Given records ▸
····················
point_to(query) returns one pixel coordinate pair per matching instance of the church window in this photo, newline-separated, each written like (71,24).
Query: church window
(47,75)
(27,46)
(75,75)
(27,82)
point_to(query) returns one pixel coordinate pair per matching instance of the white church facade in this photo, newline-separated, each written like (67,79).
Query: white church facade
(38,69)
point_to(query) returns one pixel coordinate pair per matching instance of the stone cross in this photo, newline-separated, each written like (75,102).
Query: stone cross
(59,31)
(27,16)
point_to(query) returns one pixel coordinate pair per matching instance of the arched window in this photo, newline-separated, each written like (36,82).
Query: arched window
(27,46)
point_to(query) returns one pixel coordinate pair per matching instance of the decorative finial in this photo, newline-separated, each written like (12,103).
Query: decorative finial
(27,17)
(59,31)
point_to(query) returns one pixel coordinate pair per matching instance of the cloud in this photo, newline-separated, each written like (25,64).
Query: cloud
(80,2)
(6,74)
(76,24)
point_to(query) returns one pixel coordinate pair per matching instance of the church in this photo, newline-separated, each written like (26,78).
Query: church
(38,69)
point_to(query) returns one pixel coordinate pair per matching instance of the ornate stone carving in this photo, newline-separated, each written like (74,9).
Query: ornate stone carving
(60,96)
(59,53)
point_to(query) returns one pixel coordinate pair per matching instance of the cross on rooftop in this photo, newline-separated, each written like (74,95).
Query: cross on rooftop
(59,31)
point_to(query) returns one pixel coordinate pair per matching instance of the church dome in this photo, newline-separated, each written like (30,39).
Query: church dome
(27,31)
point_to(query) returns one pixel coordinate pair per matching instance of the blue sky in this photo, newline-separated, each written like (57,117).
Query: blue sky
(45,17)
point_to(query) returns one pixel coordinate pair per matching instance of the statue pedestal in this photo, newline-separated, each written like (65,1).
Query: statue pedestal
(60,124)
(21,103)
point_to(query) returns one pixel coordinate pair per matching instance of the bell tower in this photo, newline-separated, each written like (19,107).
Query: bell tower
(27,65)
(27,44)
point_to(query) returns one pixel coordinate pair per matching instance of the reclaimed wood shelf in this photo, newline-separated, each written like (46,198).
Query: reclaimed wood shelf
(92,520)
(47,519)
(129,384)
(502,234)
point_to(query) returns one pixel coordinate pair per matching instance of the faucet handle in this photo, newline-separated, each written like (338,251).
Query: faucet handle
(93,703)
····················
An exact written copy of every entry is the required answer.

point_to(query) returns one pixel coordinate pair per matching instance of the church window in this photo, newline-separated, each written like (71,24).
Query: church window
(47,75)
(27,46)
(75,75)
(27,82)
point_to(query) returns one pixel coordinate pair per matching instance of the white church facade in this photo, newline-separated, each written like (67,79).
Query: white church facade
(38,69)
point_to(query) returns one pixel coordinate pair per matching instance of the stone cross in this photo, newline-separated, each written like (75,102).
Query: stone cross
(59,31)
(27,16)
point_to(query) returns one pixel coordinate pair per matching instance of the arched window in this photo, newline-separated, each written like (36,82).
Query: arched window
(27,46)
point_to(query) returns one pixel coordinate pair per matching instance of the decorative finial in this photo, newline-separated, each written like (12,103).
Query: decorative finial
(27,17)
(59,31)
point_to(query) returns one pixel coordinate pair per matching instance of the cloud in this photo, newline-separated, each written like (25,64).
Query: cloud
(80,2)
(6,74)
(76,24)
point_to(query) returns one pixel coordinate pair per matching instance of the church in this photo, newline-separated, each written like (26,78).
Query: church
(38,69)
point_to(query) returns one pixel coordinate pair per matching instance of the ornate stone carving in this photo, newline-separated, each written like (74,9).
Query: ornate stone carving
(60,96)
(59,53)
point_to(query) returns one pixel coordinate pair per matching instance of the cross on rooftop in this photo, newline-separated, each written like (74,95).
Query: cross on rooftop
(59,31)
point_to(query) returns one pixel coordinate pair per matching instance of the church dome in this photo, newline-separated, each written like (30,39).
Query: church dome
(27,31)
point_to(query) returns one pixel coordinate pair per matching instance of the blue sky in this photo, newline-separated, each written like (57,117).
Query: blue sky
(45,17)
point_to(query) returns one pixel coordinate pair per matching instance of the statue pedestal in this photo, newline-separated, each written like (65,1).
Query: statue pedestal
(60,124)
(21,103)
point_to(query) returns one pixel coordinate pair per matching instance of the bell tower in this photo, newline-separated, each written like (19,107).
Query: bell tower
(27,65)
(27,44)
point_to(query) returns one pixel coordinate pair per matching instance of the reclaimed wood shelf in this photo, newline-separated, each written like (46,198).
Query: reclaimed wood shelf
(92,520)
(47,519)
(129,384)
(502,234)
point_to(query) returns one pixel coordinate pair per matching instance of the faucet handle in this photo, newline-separated, each written like (338,251).
Query: faucet handle
(93,703)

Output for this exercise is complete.